— START Exercise input —
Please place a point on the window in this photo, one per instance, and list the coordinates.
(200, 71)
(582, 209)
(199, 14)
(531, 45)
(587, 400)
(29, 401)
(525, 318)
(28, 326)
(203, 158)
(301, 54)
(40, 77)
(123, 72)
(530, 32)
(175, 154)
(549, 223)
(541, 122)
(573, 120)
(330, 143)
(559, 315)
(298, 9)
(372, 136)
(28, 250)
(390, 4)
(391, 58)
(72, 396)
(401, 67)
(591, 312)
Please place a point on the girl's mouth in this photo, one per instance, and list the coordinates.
— END Exercise input —
> _What is needed_: Render every line of the records above as a numbered list, omitting any blank lines.

> _Worked solution_:
1. Please place a point on the window in this photo, one per instance, and list the coordinates.
2. (200, 71)
3. (582, 209)
4. (199, 14)
5. (531, 45)
6. (587, 400)
7. (29, 401)
8. (525, 318)
9. (28, 326)
10. (203, 158)
11. (301, 54)
12. (40, 77)
13. (123, 72)
14. (530, 32)
15. (175, 154)
16. (549, 223)
17. (541, 122)
18. (573, 120)
19. (330, 143)
20. (559, 315)
21. (298, 9)
22. (372, 136)
23. (28, 250)
24. (390, 4)
25. (391, 58)
26. (72, 396)
27. (401, 67)
28. (591, 312)
29. Please place a point on the girl's mouth in this photo, one per instance, and list the coordinates.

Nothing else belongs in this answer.